▸ To do
Please rewrite the records below, changing "pointer" to "locator" everywhere it occurs and leaving everything else as it is.

▸ Input records
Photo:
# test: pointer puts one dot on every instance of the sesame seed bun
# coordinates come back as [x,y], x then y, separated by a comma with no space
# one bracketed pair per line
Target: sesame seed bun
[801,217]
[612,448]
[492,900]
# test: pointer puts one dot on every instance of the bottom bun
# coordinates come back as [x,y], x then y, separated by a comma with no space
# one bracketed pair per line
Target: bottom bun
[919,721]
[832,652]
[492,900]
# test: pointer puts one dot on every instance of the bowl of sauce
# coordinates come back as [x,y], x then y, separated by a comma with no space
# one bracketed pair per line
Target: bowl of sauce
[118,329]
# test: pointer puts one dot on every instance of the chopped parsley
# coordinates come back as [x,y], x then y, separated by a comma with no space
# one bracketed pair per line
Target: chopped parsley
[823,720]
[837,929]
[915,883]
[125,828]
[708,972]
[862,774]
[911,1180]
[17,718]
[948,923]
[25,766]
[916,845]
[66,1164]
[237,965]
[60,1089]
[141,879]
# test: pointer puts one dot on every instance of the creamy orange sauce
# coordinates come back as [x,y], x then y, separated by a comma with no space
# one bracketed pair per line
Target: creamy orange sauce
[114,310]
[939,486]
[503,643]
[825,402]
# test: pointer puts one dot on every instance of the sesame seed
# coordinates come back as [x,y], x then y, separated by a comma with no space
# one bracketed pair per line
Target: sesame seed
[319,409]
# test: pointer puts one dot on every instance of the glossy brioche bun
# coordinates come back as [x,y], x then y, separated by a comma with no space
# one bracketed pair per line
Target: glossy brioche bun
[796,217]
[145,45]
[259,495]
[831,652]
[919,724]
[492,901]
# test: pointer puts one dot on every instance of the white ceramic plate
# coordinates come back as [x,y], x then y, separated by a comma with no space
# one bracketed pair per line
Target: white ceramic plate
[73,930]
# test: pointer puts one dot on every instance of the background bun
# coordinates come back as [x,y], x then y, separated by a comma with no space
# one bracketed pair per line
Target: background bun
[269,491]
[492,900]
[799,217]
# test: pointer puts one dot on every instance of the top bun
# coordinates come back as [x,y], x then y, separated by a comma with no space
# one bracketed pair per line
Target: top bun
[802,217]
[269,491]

▸ Final result
Photo:
# test: locator puts one dot on every instance of the sesame seed bun
# coordinates come back as [x,y], x then y, separated by a comma with no space
# one bracketed pair per line
Target: sesame seed bun
[801,217]
[612,448]
[492,900]
# test: locator puts one dot on every instance of the bottom bun
# coordinates come back as [x,y], x then y, separated by a comma with no space
# one bracketed pair per line
Target: bottom bun
[919,721]
[832,652]
[492,900]
# test: locator puts one dot on every instance of the bowl of sauce
# coordinates come back as [x,y], x then y, separated by a comma with no space
# one bracketed pair per line
Target: bowl of sauce
[118,329]
# test: locator puts one dot on every instance of the chopped parsley
# coordinates come back as [x,y], x then y, separated by a comma with no space
# one bracketed pair per line
Target: chopped parsley
[823,720]
[837,929]
[915,883]
[125,828]
[708,972]
[862,774]
[911,1180]
[17,718]
[948,923]
[25,766]
[916,845]
[66,1164]
[237,965]
[60,1089]
[141,879]
# test: locator puts one dot on every instance of the creamy orange sauce
# coordinates come back as [x,y], x then y, separated by a comma with no space
# one bracketed pair per line
Target: creamy orange sauce
[114,310]
[939,486]
[503,643]
[825,402]
# test: locator puts one dot on every instance of the sesame seed
# coordinates come back as [x,y], x then y, separated by a comma with no space
# one bracketed pair per line
Target: sesame seed
[319,409]
# test: locator puts one dot on every instance of the glossy brioche bun
# coordinates come back as [x,y], x then y, separated by a comma with no space
# one bracketed pair per line
Target: glossy brioche bun
[796,217]
[145,45]
[259,495]
[831,652]
[919,724]
[492,901]
# test: locator puts one dot on every instance of the white ceramic plate
# coordinates come back as [x,y], x then y, separated by a comma with no space
# one bracketed pair per line
Target: white ceramic plate
[73,930]
# test: locator puts one dot on every instance of the background bun
# coordinates come back as [x,y], x then y, separated by a comma with no space
# one bracketed pair per line
Target: background bun
[269,491]
[492,900]
[799,217]
# test: locator puts one dot on every instance of the top bun
# coordinates come back as [x,y], x then y, separated by a comma with no space
# one bracketed pair per line
Target: top bun
[802,217]
[269,491]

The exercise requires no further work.